• WHAT THE TASK REQUIRES
Copy the passage about parenting teens word for word, between "Consequences can build" and "build stronger bonds.", inclusive.

• TEXT BLOCK
[Start of section]

2. Share Rather Than Preach Your Values

We naturally want to influence teens' beliefs and values. When they perceive our input as controlling, directive or dismissive of their emerging identities, they are likely to tune us out.Instead, share your values and perspectives authentically—as your truth, not the truth. Acknowledge that their views may differ and show curiosity to learn more. This approach invites dialogue and creates a safe space for teens to explore and develop their own meaning systems while feeling connected to us. Even more powerful than speech is living your values demonstrably.

3. Hold Them Accountable with Care and Confidence

Consequences can build connection when they are delivered thoughtfully. When teens inevitably make mistakes, responding without judgment and helping them look forward fosters trust and growth. Avoid statements like “You always do this” or “You’ll never learn,” which can sow shame and disconnection. Natural consequences (like receiving a lower grade after a lack of effort) or logical consequences (losing driving privileges to reflect on safety) help teens learn without feeling shamed. Start by asking them how they feel about their results or actions. When consequences are tied to a positive belief in that teen’s potential rather than their flaws, we reinforce their self-worth and build stronger bonds.

[End of section]

• GIVEN INFORMATION
[Start of section]

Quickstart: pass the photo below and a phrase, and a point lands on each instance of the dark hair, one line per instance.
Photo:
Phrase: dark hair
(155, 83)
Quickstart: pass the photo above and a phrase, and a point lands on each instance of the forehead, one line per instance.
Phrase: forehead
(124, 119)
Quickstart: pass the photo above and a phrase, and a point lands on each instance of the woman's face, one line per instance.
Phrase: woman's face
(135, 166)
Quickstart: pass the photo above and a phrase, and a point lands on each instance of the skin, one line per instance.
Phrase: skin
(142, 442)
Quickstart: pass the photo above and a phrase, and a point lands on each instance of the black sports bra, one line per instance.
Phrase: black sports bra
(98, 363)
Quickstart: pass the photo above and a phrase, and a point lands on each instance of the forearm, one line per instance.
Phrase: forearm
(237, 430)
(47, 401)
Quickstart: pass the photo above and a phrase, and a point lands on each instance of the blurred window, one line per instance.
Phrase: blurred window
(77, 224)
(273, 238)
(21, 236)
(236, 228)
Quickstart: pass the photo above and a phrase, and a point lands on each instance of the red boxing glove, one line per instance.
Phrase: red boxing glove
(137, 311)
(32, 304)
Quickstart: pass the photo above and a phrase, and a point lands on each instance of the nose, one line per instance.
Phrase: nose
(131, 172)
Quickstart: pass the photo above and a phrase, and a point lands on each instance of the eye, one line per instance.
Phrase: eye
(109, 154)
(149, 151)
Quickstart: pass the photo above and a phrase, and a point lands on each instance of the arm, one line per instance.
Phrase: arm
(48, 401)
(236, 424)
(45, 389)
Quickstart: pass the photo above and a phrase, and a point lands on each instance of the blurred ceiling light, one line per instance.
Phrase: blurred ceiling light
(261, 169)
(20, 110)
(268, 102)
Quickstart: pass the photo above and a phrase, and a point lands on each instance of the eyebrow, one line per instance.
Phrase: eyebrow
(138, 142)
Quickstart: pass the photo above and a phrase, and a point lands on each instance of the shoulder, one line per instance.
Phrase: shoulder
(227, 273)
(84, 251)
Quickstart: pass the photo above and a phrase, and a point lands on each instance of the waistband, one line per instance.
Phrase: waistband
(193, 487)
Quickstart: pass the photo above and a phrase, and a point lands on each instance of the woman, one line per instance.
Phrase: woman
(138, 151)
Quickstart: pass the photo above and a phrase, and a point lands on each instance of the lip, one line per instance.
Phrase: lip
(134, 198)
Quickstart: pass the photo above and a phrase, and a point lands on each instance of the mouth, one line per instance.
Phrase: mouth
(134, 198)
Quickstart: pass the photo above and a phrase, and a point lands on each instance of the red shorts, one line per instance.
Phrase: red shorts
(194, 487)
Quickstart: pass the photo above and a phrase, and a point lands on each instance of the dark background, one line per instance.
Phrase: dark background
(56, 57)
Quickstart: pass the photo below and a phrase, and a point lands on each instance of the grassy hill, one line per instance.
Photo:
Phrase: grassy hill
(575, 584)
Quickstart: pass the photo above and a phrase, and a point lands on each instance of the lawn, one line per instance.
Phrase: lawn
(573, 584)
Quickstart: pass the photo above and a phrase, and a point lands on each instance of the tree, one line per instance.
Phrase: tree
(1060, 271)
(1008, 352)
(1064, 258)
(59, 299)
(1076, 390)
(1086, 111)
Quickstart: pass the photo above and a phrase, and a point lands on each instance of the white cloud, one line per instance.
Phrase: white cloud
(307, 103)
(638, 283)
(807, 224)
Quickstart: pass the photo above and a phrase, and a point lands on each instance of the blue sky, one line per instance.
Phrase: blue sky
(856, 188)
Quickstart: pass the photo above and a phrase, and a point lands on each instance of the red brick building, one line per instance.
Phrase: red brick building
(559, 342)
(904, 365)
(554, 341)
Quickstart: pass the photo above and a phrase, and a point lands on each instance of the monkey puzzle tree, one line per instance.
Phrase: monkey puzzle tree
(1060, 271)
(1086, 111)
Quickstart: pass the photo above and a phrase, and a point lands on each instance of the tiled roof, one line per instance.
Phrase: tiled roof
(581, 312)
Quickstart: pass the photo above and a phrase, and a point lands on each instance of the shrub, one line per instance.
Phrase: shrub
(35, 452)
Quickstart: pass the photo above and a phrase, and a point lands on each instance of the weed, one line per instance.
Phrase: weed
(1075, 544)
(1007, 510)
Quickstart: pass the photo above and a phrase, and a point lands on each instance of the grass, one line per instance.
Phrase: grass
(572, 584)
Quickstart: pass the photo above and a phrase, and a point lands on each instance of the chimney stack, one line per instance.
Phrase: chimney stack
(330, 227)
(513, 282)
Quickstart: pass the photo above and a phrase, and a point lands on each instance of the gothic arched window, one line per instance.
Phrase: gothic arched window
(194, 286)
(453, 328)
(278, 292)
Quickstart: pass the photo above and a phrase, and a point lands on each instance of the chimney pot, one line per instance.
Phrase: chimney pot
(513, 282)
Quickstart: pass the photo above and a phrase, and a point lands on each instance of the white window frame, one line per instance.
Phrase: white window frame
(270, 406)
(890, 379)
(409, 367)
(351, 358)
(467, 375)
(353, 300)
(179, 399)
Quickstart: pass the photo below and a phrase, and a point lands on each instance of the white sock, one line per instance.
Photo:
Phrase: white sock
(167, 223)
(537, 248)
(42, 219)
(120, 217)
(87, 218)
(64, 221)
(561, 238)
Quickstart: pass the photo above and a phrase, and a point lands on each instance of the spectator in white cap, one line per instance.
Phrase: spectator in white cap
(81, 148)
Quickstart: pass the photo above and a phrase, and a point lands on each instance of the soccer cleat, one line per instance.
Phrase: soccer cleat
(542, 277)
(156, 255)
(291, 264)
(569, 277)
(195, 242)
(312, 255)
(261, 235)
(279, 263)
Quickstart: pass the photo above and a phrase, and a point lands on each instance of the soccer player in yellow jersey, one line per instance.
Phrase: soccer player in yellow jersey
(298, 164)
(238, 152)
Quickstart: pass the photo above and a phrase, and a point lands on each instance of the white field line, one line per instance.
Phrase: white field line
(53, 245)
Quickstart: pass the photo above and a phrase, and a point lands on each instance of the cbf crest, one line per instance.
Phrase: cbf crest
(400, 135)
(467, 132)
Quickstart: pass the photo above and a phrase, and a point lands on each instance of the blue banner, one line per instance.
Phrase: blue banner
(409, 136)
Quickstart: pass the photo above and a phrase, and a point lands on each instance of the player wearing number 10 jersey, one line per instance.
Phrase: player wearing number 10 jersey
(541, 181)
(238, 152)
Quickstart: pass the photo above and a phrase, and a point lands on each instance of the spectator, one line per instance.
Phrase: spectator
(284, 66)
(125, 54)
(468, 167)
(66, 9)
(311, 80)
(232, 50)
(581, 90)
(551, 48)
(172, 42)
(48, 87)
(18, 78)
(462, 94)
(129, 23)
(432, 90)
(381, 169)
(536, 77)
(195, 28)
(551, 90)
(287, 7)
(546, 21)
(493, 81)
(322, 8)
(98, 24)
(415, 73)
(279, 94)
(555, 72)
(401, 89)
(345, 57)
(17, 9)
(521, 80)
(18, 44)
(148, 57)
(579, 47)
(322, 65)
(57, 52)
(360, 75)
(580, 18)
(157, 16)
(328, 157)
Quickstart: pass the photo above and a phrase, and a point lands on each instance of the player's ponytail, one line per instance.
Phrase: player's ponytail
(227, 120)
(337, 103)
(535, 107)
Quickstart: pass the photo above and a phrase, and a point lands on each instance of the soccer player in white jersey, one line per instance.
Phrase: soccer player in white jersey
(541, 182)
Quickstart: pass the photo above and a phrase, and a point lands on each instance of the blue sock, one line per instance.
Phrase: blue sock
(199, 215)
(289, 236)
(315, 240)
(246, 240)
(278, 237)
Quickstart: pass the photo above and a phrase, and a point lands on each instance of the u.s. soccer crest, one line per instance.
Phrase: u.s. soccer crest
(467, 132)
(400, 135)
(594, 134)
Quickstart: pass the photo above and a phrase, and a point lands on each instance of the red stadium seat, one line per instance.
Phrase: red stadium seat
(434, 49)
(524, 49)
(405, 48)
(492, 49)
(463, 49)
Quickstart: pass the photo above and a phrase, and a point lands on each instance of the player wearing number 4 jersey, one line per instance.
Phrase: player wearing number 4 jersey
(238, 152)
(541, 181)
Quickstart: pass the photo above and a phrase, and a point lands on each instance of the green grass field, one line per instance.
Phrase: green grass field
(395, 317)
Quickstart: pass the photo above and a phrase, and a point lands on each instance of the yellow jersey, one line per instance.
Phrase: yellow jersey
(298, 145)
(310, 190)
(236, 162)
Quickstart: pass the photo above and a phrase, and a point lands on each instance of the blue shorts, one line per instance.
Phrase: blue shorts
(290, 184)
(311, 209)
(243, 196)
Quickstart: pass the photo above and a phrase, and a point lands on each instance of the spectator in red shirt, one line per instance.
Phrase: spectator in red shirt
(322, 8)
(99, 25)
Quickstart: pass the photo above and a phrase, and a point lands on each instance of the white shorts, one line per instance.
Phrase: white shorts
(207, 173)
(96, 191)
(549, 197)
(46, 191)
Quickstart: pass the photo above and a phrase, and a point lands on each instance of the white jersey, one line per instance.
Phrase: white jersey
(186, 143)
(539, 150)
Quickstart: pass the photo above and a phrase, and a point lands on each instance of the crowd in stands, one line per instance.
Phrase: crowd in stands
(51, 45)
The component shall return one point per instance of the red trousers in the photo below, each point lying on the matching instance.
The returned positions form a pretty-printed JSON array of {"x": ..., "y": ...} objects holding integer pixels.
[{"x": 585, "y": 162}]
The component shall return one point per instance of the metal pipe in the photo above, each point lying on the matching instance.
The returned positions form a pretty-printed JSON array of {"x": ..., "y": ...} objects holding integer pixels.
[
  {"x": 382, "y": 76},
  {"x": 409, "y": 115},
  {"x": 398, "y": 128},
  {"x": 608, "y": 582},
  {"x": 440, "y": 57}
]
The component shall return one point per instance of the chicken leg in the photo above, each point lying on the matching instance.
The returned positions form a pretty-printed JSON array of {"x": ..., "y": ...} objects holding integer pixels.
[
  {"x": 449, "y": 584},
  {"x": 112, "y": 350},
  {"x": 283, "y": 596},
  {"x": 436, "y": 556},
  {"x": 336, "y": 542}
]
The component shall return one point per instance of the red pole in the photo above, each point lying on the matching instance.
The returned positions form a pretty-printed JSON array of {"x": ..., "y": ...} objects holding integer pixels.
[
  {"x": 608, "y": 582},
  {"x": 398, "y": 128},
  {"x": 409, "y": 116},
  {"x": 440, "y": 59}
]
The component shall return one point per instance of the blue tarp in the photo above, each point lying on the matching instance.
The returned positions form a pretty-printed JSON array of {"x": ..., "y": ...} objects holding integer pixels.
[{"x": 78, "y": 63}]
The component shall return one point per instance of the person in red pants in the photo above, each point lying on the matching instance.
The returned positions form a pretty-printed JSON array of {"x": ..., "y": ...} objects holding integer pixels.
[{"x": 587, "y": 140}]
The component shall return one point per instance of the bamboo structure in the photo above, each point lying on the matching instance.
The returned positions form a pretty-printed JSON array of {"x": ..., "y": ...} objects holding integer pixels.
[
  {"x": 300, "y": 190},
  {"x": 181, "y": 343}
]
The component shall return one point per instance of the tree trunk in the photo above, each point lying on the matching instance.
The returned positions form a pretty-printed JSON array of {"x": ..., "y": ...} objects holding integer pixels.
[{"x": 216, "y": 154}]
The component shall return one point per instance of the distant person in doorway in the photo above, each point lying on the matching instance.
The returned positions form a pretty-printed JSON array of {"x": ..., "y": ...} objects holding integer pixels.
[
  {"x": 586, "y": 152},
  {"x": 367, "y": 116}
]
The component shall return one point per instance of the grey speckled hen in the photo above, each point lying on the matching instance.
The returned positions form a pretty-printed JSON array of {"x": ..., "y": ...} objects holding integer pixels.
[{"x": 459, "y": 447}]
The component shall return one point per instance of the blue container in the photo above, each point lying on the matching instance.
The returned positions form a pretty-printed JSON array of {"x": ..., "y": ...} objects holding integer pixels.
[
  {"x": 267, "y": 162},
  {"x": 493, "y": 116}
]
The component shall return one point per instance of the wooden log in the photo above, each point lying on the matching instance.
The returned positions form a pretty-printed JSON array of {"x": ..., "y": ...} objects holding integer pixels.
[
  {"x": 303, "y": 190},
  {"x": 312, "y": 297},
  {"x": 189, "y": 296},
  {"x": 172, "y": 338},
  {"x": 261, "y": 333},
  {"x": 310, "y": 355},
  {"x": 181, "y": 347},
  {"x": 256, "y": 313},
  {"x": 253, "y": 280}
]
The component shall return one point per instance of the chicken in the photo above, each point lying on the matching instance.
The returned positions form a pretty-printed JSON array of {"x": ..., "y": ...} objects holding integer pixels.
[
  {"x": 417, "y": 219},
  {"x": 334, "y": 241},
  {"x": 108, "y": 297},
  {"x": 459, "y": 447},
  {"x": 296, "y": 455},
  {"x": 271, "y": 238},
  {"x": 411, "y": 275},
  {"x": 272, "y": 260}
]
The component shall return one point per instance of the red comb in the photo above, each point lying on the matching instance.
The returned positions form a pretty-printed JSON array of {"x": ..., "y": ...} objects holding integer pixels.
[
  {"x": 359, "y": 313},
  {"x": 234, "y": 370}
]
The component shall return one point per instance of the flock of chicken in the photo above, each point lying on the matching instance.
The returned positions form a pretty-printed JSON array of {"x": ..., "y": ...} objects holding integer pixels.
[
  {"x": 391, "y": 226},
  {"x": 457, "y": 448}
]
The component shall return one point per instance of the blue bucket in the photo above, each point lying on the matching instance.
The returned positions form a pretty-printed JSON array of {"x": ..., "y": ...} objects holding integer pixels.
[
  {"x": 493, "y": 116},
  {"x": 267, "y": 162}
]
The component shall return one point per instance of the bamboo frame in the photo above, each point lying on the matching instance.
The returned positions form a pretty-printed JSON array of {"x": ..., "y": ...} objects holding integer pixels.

[End of section]

• TASK RESULT
Consequences can build connection when they are delivered thoughtfully. When teens inevitably make mistakes, responding without judgment and helping them look forward fosters trust and growth. Avoid statements like “You always do this” or “You’ll never learn,” which can sow shame and disconnection. Natural consequences (like receiving a lower grade after a lack of effort) or logical consequences (losing driving privileges to reflect on safety) help teens learn without feeling shamed. Start by asking them how they feel about their results or actions. When consequences are tied to a positive belief in that teen’s potential rather than their flaws, we reinforce their self-worth and build stronger bonds.